Reproduce, word for word, the part of the material that starts at the line containing "Exercise. Pick out the shadow" and ends at the line containing "pixel 68 368", including both of those lines.

--- START ---

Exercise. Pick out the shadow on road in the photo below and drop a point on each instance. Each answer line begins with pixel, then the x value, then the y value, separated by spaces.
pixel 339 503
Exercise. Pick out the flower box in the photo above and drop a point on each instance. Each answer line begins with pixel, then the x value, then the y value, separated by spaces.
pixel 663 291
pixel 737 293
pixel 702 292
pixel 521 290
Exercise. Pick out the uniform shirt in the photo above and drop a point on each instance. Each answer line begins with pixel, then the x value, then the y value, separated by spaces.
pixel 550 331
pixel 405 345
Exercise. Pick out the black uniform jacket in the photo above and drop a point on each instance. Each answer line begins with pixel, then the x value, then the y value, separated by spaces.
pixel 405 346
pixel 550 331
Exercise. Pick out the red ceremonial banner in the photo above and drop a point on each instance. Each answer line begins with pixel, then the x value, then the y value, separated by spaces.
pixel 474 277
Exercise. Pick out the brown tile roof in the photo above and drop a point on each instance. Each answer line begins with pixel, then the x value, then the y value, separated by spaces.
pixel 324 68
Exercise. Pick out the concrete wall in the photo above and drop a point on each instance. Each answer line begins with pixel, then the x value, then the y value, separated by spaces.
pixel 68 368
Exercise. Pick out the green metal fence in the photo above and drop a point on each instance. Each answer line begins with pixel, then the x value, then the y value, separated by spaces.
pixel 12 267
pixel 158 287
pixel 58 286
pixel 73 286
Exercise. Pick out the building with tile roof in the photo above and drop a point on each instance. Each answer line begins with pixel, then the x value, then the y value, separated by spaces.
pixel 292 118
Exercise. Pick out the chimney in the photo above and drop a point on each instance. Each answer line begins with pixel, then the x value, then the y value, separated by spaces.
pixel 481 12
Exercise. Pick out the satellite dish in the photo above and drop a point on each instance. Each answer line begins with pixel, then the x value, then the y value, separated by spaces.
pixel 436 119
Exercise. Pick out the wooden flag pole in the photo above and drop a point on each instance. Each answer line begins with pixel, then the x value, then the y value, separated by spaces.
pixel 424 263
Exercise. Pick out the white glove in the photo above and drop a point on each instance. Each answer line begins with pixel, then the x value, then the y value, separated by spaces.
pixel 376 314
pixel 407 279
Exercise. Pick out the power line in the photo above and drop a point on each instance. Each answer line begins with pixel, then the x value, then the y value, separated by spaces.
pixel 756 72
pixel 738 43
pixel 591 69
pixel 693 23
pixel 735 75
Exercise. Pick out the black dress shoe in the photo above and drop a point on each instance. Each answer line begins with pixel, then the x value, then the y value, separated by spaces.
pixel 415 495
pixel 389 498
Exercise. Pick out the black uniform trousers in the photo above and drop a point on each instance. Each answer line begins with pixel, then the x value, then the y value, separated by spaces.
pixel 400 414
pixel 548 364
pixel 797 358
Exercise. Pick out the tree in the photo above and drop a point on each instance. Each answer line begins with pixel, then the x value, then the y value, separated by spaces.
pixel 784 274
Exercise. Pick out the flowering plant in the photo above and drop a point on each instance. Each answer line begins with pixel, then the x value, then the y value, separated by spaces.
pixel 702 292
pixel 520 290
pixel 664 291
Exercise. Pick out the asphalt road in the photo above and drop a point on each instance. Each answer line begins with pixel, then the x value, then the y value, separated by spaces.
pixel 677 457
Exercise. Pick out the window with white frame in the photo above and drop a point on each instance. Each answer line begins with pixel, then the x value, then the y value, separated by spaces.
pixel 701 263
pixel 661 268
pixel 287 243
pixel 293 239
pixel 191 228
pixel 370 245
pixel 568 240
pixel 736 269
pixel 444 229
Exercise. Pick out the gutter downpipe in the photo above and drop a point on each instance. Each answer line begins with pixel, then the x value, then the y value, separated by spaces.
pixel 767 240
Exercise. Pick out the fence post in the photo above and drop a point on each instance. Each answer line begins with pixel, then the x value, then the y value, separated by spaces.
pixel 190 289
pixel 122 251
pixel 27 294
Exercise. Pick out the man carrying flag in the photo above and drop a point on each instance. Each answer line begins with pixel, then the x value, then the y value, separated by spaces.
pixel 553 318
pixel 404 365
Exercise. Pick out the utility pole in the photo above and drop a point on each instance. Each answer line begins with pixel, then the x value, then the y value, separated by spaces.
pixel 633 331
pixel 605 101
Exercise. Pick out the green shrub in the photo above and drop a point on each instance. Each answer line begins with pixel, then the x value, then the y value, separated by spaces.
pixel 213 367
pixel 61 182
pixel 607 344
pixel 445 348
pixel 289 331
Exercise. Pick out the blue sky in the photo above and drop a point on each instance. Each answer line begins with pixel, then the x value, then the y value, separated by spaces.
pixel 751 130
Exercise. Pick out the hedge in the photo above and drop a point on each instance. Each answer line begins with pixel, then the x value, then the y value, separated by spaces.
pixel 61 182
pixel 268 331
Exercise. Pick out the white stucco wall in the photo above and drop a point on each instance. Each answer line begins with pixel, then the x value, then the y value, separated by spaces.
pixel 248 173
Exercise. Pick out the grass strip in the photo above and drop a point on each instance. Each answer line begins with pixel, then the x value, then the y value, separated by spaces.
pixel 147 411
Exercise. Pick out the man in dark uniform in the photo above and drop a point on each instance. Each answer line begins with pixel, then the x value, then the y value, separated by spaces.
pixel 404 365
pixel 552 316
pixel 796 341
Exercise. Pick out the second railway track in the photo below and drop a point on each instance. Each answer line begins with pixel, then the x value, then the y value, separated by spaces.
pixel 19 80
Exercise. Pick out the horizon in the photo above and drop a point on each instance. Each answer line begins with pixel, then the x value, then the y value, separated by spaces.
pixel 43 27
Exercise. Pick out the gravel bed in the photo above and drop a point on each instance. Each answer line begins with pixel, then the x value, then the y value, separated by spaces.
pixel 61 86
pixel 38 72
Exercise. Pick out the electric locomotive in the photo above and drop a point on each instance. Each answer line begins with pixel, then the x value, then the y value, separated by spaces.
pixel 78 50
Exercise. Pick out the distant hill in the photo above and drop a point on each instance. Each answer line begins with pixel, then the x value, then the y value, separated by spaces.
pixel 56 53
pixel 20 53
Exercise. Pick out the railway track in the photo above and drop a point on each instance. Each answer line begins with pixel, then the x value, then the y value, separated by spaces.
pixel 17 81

--- END ---
--- START ---

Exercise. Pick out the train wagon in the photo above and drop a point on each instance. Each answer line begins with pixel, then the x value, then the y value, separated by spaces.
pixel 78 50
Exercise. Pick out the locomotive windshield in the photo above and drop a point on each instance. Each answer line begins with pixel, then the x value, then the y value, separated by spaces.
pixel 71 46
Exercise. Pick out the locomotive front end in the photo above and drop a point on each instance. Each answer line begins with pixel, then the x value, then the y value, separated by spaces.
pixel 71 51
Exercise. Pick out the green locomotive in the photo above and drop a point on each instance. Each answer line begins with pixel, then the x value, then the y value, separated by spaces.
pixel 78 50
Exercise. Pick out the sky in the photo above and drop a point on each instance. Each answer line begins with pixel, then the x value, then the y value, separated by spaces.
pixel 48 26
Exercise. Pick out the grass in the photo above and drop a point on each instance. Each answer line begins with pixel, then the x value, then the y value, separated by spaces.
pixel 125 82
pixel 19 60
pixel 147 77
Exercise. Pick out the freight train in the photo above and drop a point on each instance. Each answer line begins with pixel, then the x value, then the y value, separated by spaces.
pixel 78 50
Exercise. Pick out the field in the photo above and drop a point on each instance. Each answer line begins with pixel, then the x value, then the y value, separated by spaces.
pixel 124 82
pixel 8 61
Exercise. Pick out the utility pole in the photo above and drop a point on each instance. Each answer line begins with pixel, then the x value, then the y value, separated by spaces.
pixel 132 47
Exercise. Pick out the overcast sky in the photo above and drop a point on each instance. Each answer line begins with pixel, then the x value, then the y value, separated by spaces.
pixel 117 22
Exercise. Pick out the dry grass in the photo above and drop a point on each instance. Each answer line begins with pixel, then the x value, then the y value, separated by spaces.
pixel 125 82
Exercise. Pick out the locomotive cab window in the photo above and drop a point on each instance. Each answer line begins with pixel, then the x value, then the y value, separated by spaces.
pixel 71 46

--- END ---
--- START ---

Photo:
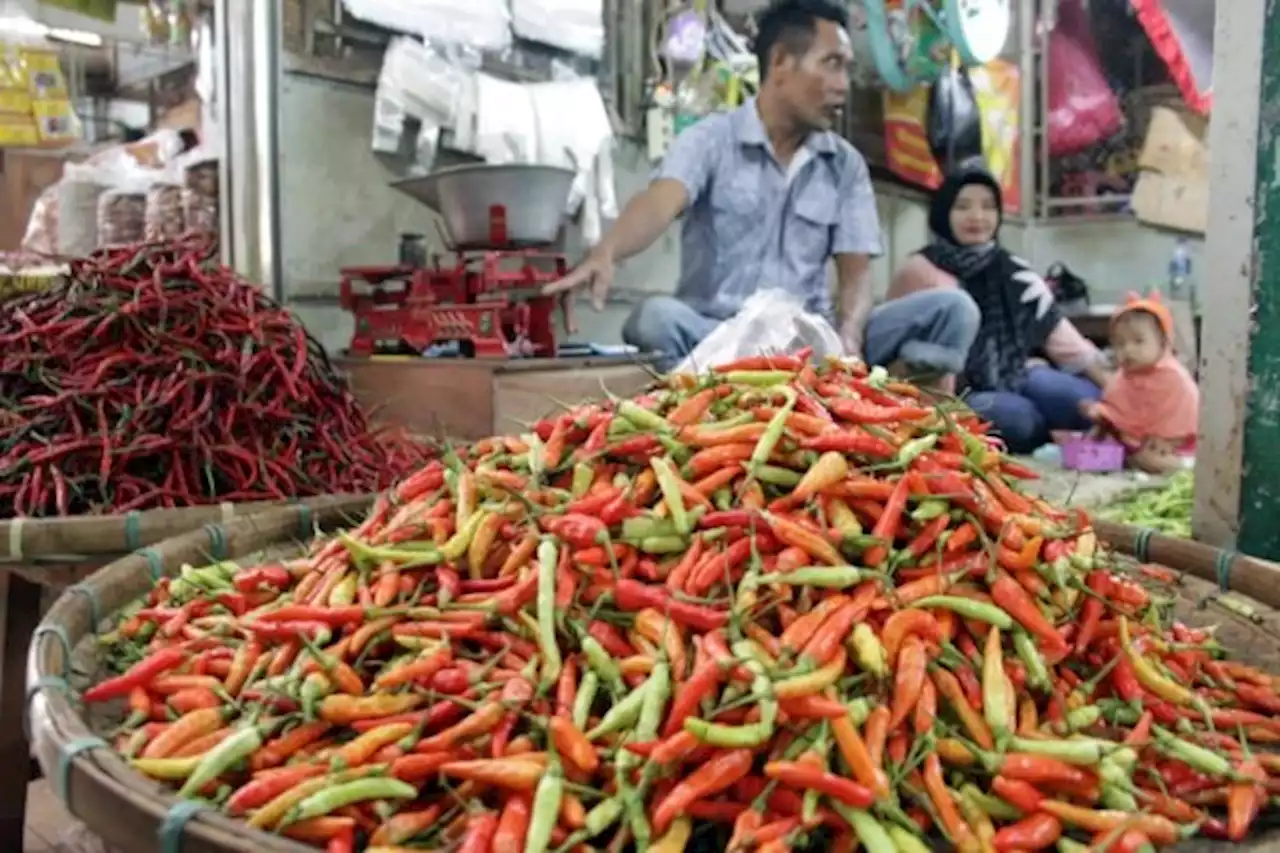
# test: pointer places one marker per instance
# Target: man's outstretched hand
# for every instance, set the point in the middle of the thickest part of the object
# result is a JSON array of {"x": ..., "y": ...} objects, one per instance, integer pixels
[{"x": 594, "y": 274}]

--- END ---

*Problem solution*.
Exercise. Pick out the shadow on road in the photo below and drop a point on each instance. Each answer line begins with pixel, then the x value, then the y value, separated by spaces.
pixel 339 503
Exercise. Pick out the flower box in the photo above and drop a point on each instance. Each answer line begins with pixel, then the x value, then the y value, separated by spaces.
pixel 663 291
pixel 737 293
pixel 702 292
pixel 521 290
Exercise. Pick out the uniform shirt in the photo above and drop a point on each instance. Each answer line begins with pixel, then the x value, then the y value, separated by spaces.
pixel 550 331
pixel 405 345
Exercise. Pick out the black uniform jacket in the photo above and drop a point on each instance. Each answer line begins with pixel, then the x value, then the y value, separated by spaces.
pixel 405 346
pixel 550 331
Exercise. Pick out the red ceremonial banner in the photo above and drop a point on each instance. Each answer line begins with pixel, then the x value, then the y value, separated by spaces.
pixel 474 277
Exercise. Pick out the brown tile roof in the photo above and drop a point on each instance. Each answer line begins with pixel, then the x value, then the y value, separated by spaces.
pixel 324 68
Exercise. Pick out the concrete wall in the photo above and drop a point on each instance. Each answer line begins with pixel, then the x value, then the y value, separated by spaces.
pixel 68 368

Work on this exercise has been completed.